_Task to carry out:_ Could you please find each line in the records that contains the word "shirt" and copy it?

Phrase grounding data:
======

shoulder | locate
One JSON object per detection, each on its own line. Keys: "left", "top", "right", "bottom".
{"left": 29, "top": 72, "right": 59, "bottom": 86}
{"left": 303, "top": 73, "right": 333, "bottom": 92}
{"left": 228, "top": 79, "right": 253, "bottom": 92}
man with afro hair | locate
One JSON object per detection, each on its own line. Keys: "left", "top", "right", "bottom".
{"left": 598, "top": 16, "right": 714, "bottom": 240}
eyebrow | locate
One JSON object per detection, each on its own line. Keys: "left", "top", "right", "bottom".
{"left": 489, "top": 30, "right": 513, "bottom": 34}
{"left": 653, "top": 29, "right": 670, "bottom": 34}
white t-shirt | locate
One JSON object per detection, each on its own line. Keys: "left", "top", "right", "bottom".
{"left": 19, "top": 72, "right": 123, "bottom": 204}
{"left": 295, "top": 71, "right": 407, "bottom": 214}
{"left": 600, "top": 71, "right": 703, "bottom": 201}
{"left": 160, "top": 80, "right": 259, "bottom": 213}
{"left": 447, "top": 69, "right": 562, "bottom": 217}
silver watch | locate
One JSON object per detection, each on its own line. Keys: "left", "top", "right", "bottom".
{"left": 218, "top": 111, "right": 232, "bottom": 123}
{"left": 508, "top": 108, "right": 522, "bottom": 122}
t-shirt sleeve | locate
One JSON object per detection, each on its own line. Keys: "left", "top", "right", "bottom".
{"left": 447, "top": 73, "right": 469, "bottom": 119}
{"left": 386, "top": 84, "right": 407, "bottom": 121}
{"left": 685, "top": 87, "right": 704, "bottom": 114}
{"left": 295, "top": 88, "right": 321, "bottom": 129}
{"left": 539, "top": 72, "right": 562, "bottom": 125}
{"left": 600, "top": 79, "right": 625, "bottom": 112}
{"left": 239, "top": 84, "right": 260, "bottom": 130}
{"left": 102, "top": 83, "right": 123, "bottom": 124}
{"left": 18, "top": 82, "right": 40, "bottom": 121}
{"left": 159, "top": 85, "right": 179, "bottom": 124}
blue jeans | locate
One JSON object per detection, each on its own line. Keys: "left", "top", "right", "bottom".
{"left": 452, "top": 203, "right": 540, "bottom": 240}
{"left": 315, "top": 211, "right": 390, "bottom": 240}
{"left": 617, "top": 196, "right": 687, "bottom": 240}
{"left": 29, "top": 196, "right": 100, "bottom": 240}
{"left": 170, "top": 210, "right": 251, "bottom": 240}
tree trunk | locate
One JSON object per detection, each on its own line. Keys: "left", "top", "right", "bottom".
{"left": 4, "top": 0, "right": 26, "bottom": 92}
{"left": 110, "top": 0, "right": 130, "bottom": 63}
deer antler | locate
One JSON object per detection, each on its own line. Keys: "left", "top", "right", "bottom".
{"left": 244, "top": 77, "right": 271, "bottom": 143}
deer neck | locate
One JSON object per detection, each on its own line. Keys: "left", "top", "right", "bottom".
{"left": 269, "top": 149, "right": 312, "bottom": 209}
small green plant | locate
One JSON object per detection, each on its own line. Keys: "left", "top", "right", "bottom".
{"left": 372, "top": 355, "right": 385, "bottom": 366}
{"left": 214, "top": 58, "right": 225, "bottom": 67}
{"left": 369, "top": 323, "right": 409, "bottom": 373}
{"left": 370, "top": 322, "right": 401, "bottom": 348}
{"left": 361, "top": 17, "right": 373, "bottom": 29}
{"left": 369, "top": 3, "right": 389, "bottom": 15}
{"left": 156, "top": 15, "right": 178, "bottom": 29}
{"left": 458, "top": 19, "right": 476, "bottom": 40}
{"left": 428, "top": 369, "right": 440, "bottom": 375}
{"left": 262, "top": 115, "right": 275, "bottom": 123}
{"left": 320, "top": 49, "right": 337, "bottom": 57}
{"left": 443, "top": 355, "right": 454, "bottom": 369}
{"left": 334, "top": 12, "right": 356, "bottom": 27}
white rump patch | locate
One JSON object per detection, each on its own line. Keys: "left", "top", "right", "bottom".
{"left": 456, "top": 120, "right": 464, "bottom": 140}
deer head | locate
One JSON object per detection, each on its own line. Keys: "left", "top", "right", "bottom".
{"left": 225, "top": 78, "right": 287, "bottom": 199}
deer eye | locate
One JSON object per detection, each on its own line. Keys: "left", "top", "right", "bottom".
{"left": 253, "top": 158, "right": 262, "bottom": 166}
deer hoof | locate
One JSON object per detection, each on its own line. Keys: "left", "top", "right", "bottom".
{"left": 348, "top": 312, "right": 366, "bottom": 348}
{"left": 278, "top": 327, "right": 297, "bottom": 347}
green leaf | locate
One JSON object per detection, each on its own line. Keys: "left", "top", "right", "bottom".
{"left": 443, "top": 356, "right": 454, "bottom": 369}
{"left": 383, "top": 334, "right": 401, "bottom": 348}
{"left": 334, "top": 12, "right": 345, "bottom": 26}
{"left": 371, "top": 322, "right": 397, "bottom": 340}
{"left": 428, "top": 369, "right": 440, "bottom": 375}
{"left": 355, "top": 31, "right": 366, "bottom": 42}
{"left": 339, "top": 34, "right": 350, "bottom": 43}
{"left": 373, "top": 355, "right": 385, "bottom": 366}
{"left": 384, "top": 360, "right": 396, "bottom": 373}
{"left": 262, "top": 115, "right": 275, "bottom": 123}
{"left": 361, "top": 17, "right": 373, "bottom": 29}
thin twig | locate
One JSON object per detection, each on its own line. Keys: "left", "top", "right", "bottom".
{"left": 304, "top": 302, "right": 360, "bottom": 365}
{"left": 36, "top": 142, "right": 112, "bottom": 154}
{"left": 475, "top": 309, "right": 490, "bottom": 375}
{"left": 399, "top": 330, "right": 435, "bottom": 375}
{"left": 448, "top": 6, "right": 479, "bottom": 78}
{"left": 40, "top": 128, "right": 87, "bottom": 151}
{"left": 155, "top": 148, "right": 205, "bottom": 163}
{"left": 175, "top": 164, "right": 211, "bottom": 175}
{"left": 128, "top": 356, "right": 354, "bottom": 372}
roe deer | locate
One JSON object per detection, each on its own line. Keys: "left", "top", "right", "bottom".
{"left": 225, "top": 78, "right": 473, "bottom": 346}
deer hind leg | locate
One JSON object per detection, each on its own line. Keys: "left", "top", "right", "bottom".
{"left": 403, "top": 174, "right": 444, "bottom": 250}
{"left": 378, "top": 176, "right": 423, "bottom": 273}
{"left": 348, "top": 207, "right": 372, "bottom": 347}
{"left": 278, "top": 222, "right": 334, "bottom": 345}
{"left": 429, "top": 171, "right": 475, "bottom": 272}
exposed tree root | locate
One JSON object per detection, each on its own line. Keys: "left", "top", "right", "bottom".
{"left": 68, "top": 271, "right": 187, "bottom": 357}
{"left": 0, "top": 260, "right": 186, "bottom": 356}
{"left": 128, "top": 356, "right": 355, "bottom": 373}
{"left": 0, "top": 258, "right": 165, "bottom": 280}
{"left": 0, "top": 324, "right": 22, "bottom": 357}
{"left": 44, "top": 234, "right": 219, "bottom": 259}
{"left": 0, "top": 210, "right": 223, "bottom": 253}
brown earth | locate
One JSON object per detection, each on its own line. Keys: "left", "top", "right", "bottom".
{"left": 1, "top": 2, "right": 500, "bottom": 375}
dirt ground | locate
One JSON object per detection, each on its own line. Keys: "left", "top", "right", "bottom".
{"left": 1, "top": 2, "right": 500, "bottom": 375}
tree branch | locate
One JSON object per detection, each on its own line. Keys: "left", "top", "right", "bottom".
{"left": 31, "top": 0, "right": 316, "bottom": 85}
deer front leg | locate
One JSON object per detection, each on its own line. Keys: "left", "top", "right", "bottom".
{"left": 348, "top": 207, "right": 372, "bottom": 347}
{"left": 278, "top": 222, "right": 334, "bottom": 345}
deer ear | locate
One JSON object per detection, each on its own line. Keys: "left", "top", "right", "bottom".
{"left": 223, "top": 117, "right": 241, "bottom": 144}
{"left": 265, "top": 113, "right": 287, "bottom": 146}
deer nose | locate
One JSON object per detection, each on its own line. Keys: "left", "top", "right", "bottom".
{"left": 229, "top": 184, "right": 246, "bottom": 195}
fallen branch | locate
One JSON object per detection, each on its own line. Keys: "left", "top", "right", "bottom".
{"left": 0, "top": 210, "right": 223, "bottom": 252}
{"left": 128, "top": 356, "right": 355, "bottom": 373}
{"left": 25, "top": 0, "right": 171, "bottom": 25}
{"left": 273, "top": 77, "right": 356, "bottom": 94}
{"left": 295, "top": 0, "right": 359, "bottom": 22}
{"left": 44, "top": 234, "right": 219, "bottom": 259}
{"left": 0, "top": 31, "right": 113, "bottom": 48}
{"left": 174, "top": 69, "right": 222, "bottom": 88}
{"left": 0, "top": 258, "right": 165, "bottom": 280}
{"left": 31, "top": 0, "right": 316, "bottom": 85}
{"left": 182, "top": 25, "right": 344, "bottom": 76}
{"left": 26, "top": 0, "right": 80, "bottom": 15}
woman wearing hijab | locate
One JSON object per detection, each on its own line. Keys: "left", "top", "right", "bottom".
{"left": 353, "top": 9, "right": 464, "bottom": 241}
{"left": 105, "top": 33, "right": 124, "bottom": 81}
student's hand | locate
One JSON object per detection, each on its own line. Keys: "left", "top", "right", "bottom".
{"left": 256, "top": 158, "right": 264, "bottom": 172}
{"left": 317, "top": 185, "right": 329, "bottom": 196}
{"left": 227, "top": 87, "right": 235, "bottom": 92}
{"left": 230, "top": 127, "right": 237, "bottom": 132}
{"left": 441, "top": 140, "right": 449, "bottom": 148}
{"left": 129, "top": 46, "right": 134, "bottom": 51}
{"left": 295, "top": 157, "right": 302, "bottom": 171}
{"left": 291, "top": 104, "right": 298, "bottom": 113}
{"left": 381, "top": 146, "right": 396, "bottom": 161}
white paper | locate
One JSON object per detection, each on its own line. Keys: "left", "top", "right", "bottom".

======

_Exercise output:_
white t-shirt | locate
t-shirt sleeve | locate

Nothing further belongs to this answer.